__AUFGABENSTELLUNG__
Setze den Text über die Friedensbewegung und den Raketenschild NMD im Anschluss an seinen letzten Satz fort.

__EXTRAHIERTER TEXT__
DIE DEUTSCHEN SOLLTEN NMD-PROTEST NICHT NUR FISCHER ÜBERLASSEN: Friedensbewegung – dringend gesucht
Wo ist die Friedensbewegung? Zum letzten Mal wurde diese Frage während des Kosovokriegs diskutiert. Erstmals nahm die Bundesrepublik an einem Krieg teil, und von der Friedensbewegung war nichts zu sehen. Anscheinend war die Debatte, ob ein Krieg im Kosovo notwendig sei, moralisch zu verwickelt, um die Politindividualisten der Neunzigerjahre zu einer Protestbewegung zu einen.
Mit dem Amtsantritt von Bush junior droht nun der amerikanische Raketenschild NMD. Die Bedenken dagegen wird Joschka Fischer heute in Washington dem US-Vizepräsidenten und dem Außenminister vortragen. Doch bei NMD handelt es sich um ein Rüstungsprojekt, das international so verheerend wirken kann, dass man den Protest nicht nur einem deutschen Minister überlassen sollte – und sei er noch so grün.
Die alte Friedensbewegung ist mit dem Ende des Kalten Krieges sanft entschlafen, und selbst der Kosovokrieg hat keine neue aufgeweckt. Doch trotz dieser wenig ermutigenden Voraussetzungen: Der NMD verfügt über alle Eigenschaften, die Opposition lohnenswert und möglich machen.
1. NMD ist militärisch aggressiv. Anders als von seinen Advokaten gerne suggeriert, hat der Raketenschild nicht nur defensiven Charakter. Er verleiht den USA vielmehr die Aura der Unverwundbarkeit. Auch wenn diese technisch illusorisch bleibt, entfaltet sich eine gefährliche Wirkung. Potenzielle Gegner fühlen sich erst recht provoziert, weil sie einen amerikanischen Griff nach der Weltmacht unterstellen; die Amerikaner selbst werden verleitet zu militärischem Abenteurertum.
Dass NMD einen neuen Rüstungswettlauf lostreten würde, meinen inzwischen selbst so unverdächtige Beobachter wie Richard von Weizsäcker. Anders als die demonstrative Empörung vermuten lässt, sind dabei nicht die Russen die Hauptkonkurrenten: Sie haben ohnehin weit mehr Raketen, als ein Schild jemals abfangen könnte. Das große Rüsten beginnt vielmehr in Asien, wo China seine noch begrenzte Atommacht von den US-Plänen entwertet sieht.

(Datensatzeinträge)
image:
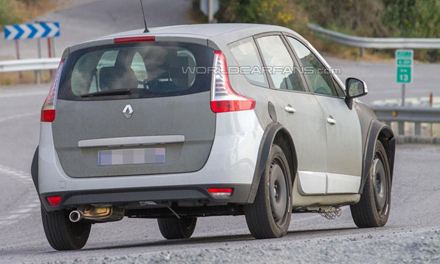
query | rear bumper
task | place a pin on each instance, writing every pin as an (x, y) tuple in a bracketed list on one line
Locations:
[(186, 196), (231, 163)]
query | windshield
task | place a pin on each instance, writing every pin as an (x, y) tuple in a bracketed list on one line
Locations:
[(138, 70)]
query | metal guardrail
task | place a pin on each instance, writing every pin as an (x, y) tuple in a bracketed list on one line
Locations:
[(408, 114), (377, 43), (29, 65)]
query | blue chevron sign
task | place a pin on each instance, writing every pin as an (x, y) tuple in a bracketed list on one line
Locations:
[(32, 31)]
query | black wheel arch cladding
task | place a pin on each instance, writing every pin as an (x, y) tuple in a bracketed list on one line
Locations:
[(383, 133), (274, 133)]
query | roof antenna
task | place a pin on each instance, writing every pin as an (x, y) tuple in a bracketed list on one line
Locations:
[(145, 20)]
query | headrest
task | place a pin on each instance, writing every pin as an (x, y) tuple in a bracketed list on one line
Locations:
[(111, 78)]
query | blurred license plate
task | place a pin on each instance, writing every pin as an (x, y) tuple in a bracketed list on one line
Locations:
[(131, 156)]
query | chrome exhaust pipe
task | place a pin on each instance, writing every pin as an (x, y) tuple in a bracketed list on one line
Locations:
[(76, 216)]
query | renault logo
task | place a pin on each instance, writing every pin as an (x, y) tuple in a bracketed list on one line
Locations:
[(128, 111)]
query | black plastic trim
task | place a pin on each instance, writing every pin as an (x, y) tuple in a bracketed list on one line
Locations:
[(376, 127), (182, 193), (34, 168), (263, 154)]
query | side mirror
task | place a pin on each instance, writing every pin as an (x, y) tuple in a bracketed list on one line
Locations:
[(354, 88)]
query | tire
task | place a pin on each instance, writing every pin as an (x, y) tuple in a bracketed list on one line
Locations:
[(373, 209), (174, 228), (269, 215), (61, 233)]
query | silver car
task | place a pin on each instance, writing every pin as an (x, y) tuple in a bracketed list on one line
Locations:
[(206, 120)]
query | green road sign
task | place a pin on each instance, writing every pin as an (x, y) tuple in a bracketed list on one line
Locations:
[(404, 63)]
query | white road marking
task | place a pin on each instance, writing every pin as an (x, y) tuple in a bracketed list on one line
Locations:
[(28, 206), (18, 116)]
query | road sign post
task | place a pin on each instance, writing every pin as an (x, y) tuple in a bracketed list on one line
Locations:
[(404, 68), (37, 31), (209, 8)]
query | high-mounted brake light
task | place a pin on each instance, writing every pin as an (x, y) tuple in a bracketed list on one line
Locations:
[(134, 39), (54, 200), (48, 109), (221, 192), (223, 97)]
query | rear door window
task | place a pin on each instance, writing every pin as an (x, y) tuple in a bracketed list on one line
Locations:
[(141, 70), (280, 64), (316, 73)]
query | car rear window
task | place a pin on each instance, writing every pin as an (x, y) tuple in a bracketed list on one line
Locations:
[(138, 70)]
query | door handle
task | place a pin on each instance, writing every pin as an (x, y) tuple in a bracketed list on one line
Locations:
[(290, 109), (331, 120)]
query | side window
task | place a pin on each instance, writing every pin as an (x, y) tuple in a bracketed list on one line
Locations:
[(280, 64), (246, 55), (315, 72), (87, 71), (138, 67)]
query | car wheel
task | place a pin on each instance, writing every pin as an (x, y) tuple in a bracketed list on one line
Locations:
[(61, 233), (174, 228), (374, 207), (269, 215)]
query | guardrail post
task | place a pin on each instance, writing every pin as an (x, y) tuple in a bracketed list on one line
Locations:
[(401, 127), (417, 128)]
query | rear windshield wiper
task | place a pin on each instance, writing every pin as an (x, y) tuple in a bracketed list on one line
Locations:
[(109, 93)]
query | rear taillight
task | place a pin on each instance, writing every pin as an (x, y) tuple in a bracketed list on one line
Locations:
[(220, 192), (54, 200), (48, 109), (223, 97)]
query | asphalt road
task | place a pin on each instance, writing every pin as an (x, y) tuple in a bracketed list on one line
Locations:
[(311, 238), (414, 207)]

__ANTWORTFELD__
Die ökonomischen Opfer des asiatischen NMD-Wettrüstens wären wohl die Inder und Pakistaner. Weil beide Länder mit China um die Rolle als regionale Atommacht konkurrieren, würden sie kaum tatenlos zusehen, wenn Peking seine Arsenale aufstockt. Auf der Strecke bleibt die wirtschaftliche und soziale Entwicklung der Region. Dies hat ein einschlägiges Vorbild: Reagans primitives Raketenschild SDI ist zwar militärisch gescheitert, doch hinterher rühmten seine Anhänger, er habe damit zumindest die Sowjetunion zu Tode gerüstet.
2. Eine Friedensbewegung wäre nicht nur aus diesen sachlichen Gründen nötig: Sie wird politisch gebraucht. Denn von der rot-grünen Regierung ist ernsthafter Widerstand gegen NMD kaum zu erwarten. Außenpolitisch eingebunden und innenpolitisch dem steten Verdacht der CDU ausgesetzt, dem „altlinken Antiamerikanismus“ zu huldigen, fallen ihre Bedenken zaghaft aus – zu zaghaft angesichts der amerikanischen Entschlossenheit, den Raketenschild zu errichten.
Anders als bei den Castor-Transporten wären Proteste nicht gegen Rot-Grün gerichtet. Sie würden vielmehr die deutsche Kritik gegenüber Washington stärken, denn US-Politiker verstehen, wenn deutsche Minister unter dem Druck der öffentlichen Meinung in ihrer Heimat stehen. Eine öffentliche Anti-NMD-Initiative nimmt also die designierte Grünen-Vorsitzenden Claudia Roth beim Wort, wenn sie beteuert, die Koalition brauche ein Bündnis mit Initiativen im Land.
3. Und schließlich hätte eine Friedensbewegung reale Aussichten, etwas zu bewegen. Die Chancen stehen gut, wenigstens den Größenwahn des Projekts zu therapieren. Die US-Regierung will sich aus politischen, vor allem aber aus finanziellen Gründen mit den Europäern einigen. Die enormen NMD-Kosten, so meinen selbst Befürworter im US- Kongress, müssten auch auf die Bündnispartner verteilt werden. Diese Stimmen werden eher noch zunehmen, sobald die amerikanischen Haushaltsüberschüsse durch Bushs Steuergeschenke verpulvert sind.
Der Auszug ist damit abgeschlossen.